■ EXERCISE DIRECTIONS: Print the records exactly as given.

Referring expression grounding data
************

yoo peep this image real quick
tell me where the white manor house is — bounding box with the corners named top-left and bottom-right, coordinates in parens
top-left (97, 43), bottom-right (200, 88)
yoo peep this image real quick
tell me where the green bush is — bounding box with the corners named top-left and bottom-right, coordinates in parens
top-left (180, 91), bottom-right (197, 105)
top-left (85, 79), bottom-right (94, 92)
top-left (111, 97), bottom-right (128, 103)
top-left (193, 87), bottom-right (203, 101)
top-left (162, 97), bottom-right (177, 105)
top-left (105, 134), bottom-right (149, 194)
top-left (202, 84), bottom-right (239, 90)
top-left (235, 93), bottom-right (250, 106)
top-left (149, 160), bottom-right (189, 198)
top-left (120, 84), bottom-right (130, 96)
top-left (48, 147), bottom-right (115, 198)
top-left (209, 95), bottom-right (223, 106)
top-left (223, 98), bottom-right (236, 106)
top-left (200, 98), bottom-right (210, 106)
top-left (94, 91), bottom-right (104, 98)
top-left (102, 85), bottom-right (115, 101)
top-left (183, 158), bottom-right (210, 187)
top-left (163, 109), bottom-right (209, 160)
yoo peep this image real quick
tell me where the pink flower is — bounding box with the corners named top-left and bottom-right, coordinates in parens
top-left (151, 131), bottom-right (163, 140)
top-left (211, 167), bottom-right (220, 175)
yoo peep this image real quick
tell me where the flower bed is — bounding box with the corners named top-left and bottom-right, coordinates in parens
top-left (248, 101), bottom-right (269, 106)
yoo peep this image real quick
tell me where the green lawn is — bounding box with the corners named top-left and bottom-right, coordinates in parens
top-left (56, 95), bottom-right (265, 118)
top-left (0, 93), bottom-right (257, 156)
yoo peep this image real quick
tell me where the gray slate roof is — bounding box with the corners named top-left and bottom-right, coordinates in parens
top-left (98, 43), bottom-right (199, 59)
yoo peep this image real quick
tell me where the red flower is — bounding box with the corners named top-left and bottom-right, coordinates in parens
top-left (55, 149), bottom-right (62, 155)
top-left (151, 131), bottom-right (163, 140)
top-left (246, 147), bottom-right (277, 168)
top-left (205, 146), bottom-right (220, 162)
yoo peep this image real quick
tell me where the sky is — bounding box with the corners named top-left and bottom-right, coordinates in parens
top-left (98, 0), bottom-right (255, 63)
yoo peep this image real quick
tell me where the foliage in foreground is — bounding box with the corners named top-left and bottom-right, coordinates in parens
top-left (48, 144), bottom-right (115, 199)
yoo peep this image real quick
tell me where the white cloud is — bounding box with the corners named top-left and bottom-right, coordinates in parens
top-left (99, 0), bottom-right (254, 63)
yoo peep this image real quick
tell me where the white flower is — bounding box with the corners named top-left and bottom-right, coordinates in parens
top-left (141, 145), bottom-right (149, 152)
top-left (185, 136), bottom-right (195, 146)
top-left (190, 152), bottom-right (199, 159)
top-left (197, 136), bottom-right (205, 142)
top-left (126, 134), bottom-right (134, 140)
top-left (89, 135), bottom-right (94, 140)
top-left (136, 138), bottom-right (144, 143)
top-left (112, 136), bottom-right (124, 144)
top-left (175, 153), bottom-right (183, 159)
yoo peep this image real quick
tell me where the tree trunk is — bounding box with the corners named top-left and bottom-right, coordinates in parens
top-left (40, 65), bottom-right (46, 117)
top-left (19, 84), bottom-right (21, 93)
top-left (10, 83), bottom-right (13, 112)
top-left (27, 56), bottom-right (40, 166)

************

■ YOUR SOLUTION:
yoo peep this image real quick
tell me where the white manor house is — bounding box with the corners named top-left and bottom-right, coordinates in parens
top-left (97, 43), bottom-right (200, 88)
yoo peep this image real quick
tell me where the green bush is — bounding box with the corners named top-left and bottom-right, coordinates in parens
top-left (180, 91), bottom-right (197, 105)
top-left (85, 79), bottom-right (94, 92)
top-left (111, 97), bottom-right (128, 103)
top-left (193, 87), bottom-right (203, 101)
top-left (162, 97), bottom-right (177, 105)
top-left (105, 134), bottom-right (149, 194)
top-left (202, 84), bottom-right (239, 90)
top-left (235, 93), bottom-right (250, 106)
top-left (149, 160), bottom-right (189, 198)
top-left (120, 84), bottom-right (130, 96)
top-left (48, 147), bottom-right (115, 198)
top-left (209, 95), bottom-right (223, 106)
top-left (223, 98), bottom-right (236, 106)
top-left (200, 98), bottom-right (210, 106)
top-left (94, 91), bottom-right (104, 98)
top-left (102, 85), bottom-right (115, 101)
top-left (183, 158), bottom-right (210, 187)
top-left (163, 109), bottom-right (209, 160)
yoo peep this image real quick
tell me where the pink flower is — bounding box with the corners named top-left and bottom-right, coordinates in parens
top-left (151, 131), bottom-right (163, 140)
top-left (211, 167), bottom-right (220, 175)
yoo peep this image real quick
tell me where the flower bed is — bounding box with the corners named top-left and bottom-right, coordinates in parens
top-left (248, 101), bottom-right (269, 106)
yoo peep this image real quick
tell me where the green lawn is — bounding box with the corners named top-left and bottom-right, coordinates in parens
top-left (56, 95), bottom-right (265, 118)
top-left (0, 93), bottom-right (257, 156)
yoo peep this image real quick
tell me where the gray slate roof is — bounding box with the corners named top-left and bottom-right, coordinates in parens
top-left (98, 43), bottom-right (199, 59)
yoo peep this image real quick
tell me where the red flower is — bounding box with the corners named top-left and bottom-right, coordinates in parens
top-left (55, 149), bottom-right (62, 155)
top-left (151, 131), bottom-right (163, 140)
top-left (246, 147), bottom-right (277, 168)
top-left (205, 146), bottom-right (220, 162)
yoo peep this image real quick
tell me where the sky is — bounding box with the corners named top-left and bottom-right, coordinates in parens
top-left (98, 0), bottom-right (255, 63)
yoo peep this image real quick
tell me where the foliage in foreground is — bounding box with the corners named top-left and bottom-right, coordinates in parens
top-left (48, 144), bottom-right (115, 199)
yoo peep this image real quick
tell me where the white cloud is — bounding box with the corners named top-left and bottom-right, coordinates in parens
top-left (99, 0), bottom-right (254, 63)
yoo peep this image real quick
tell me where the white flower is — bounding box with the corners named top-left and bottom-right, coordinates in parens
top-left (141, 145), bottom-right (149, 152)
top-left (185, 136), bottom-right (195, 146)
top-left (190, 152), bottom-right (199, 159)
top-left (197, 136), bottom-right (205, 142)
top-left (126, 134), bottom-right (134, 140)
top-left (89, 135), bottom-right (94, 140)
top-left (136, 138), bottom-right (144, 143)
top-left (112, 136), bottom-right (124, 144)
top-left (175, 153), bottom-right (183, 159)
yoo peep this image real quick
tell me where the tree trunk is — bounding box with the corners named top-left and bottom-right, coordinates in parens
top-left (40, 65), bottom-right (46, 117)
top-left (19, 84), bottom-right (21, 93)
top-left (10, 83), bottom-right (13, 112)
top-left (27, 56), bottom-right (40, 166)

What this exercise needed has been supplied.